# Aim
Extract exactly the range of lines bounded by the line containing "Locate every instance of the side mirror" and the final line of the listing, both ends included, and no other lines.

# Location labeling records

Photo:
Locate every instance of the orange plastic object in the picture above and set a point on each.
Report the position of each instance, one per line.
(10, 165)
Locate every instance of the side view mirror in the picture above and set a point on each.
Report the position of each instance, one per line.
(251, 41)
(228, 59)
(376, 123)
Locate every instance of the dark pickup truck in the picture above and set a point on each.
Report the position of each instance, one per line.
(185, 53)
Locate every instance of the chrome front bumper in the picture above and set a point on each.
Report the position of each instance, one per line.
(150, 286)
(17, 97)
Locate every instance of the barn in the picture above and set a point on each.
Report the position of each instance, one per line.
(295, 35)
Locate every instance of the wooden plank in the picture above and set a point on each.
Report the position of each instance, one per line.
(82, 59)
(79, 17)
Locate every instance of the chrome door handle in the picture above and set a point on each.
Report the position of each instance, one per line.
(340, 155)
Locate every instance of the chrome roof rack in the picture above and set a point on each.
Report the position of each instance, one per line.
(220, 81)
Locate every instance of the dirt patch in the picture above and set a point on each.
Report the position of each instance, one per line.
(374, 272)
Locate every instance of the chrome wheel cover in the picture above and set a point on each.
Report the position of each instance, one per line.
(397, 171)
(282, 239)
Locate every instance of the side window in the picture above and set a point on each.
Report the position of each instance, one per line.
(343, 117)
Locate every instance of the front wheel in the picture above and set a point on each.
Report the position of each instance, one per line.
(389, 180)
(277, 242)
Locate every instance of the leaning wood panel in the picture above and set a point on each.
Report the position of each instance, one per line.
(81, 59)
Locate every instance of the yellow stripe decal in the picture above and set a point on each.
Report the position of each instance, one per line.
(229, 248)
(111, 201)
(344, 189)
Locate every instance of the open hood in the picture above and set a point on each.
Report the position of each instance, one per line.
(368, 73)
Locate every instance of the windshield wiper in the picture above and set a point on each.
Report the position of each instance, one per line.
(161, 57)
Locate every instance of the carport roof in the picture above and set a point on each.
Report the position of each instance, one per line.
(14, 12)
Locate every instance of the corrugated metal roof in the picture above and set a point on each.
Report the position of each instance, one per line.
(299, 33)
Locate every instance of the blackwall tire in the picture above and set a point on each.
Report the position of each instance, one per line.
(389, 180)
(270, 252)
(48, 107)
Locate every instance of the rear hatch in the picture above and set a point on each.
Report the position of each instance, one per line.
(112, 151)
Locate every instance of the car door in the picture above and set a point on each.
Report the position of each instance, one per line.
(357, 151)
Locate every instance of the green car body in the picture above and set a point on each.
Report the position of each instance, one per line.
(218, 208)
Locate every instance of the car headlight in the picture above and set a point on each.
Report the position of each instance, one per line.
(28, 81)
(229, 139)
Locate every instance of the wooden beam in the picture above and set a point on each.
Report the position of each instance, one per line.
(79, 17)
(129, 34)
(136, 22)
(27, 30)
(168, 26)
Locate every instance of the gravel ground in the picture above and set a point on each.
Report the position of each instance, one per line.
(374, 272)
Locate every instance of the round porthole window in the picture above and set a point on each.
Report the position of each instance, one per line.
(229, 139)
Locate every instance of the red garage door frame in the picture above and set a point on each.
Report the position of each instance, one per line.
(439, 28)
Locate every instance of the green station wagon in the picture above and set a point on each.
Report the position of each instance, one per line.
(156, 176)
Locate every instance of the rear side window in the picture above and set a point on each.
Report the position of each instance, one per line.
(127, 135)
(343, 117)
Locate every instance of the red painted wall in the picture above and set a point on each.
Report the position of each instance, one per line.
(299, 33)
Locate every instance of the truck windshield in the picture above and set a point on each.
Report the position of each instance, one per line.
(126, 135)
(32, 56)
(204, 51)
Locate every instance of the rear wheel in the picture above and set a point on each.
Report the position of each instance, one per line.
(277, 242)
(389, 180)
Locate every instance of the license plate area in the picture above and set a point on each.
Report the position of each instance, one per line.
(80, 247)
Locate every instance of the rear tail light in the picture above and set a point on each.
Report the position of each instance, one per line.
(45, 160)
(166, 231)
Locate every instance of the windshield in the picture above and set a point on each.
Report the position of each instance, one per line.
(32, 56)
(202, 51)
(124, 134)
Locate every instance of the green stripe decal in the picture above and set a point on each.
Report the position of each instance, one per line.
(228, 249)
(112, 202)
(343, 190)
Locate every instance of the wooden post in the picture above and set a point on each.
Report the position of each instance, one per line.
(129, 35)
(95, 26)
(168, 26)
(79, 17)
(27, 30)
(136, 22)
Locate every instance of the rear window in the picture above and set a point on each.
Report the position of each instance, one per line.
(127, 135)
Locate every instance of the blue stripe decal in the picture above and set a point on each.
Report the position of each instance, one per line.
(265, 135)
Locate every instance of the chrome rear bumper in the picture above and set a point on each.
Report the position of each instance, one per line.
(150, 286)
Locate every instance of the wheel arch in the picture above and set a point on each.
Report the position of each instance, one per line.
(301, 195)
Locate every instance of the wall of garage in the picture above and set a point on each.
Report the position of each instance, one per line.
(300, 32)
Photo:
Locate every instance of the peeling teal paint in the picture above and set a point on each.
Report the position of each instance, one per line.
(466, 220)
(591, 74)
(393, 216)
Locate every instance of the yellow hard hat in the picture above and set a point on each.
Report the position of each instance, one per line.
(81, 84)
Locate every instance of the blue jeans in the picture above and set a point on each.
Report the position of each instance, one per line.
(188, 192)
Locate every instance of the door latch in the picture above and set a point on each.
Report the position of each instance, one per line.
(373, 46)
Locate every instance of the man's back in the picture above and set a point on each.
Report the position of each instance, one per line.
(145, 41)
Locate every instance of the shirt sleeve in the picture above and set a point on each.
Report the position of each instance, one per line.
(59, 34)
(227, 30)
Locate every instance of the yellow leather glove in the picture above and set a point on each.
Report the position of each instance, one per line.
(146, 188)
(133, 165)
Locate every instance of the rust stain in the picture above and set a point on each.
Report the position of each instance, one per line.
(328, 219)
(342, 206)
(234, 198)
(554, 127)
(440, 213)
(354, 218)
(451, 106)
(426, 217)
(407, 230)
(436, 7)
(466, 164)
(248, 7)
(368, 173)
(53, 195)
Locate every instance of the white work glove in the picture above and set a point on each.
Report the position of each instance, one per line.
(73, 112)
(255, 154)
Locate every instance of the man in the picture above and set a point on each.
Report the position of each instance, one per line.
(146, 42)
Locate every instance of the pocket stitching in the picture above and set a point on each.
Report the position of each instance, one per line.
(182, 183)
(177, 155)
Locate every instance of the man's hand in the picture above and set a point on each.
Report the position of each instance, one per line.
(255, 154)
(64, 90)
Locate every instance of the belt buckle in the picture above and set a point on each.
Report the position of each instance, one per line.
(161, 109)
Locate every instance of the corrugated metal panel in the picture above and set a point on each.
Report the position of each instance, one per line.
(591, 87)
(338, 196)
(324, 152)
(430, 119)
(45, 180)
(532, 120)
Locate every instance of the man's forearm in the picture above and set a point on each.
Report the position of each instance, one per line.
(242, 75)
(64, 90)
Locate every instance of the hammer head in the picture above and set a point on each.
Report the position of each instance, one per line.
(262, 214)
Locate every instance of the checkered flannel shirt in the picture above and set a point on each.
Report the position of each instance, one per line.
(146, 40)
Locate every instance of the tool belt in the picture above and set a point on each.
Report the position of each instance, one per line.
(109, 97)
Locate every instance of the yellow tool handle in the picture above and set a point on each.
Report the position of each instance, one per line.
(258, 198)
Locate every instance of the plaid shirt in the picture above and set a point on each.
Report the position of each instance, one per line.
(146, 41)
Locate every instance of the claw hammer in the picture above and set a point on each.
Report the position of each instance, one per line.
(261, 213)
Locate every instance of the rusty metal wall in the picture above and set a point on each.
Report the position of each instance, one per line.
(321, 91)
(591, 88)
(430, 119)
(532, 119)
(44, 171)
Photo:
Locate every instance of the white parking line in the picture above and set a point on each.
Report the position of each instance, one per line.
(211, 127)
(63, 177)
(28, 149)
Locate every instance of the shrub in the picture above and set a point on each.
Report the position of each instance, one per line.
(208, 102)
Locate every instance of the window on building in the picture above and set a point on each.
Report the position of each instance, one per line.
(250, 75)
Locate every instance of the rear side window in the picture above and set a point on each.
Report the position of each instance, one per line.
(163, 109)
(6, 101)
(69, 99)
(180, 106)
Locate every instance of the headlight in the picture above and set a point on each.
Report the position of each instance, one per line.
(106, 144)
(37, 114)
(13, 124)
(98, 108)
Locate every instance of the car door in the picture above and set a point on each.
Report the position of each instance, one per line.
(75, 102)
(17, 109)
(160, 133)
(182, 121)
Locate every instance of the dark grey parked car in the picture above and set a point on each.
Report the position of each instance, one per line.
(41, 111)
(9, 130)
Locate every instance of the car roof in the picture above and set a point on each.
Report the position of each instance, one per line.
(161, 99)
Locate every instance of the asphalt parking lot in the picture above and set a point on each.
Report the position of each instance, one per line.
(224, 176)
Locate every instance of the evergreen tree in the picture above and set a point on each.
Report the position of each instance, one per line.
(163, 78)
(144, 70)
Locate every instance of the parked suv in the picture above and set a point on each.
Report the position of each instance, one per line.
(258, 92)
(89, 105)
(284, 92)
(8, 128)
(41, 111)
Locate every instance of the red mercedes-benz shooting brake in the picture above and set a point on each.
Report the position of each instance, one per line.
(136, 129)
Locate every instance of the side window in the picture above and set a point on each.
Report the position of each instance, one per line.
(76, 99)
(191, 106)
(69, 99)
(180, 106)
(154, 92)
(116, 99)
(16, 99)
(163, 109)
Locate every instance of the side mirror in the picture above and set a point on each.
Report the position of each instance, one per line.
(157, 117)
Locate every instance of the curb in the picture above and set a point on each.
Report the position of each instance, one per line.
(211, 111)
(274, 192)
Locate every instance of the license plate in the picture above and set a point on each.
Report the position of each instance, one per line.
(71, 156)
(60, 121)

# Result of this task
Locate every instance of the side mirror in the picture above and set a point on each.
Report the position of each instance, one per line.
(157, 117)
Locate every instance of the curb in the picture above and set a point on each.
Report the position of each instance, one per line.
(211, 111)
(274, 192)
Locate every instance of the license plate in the picture above and set a point on each.
Report the position of each instance, one per line.
(71, 156)
(60, 121)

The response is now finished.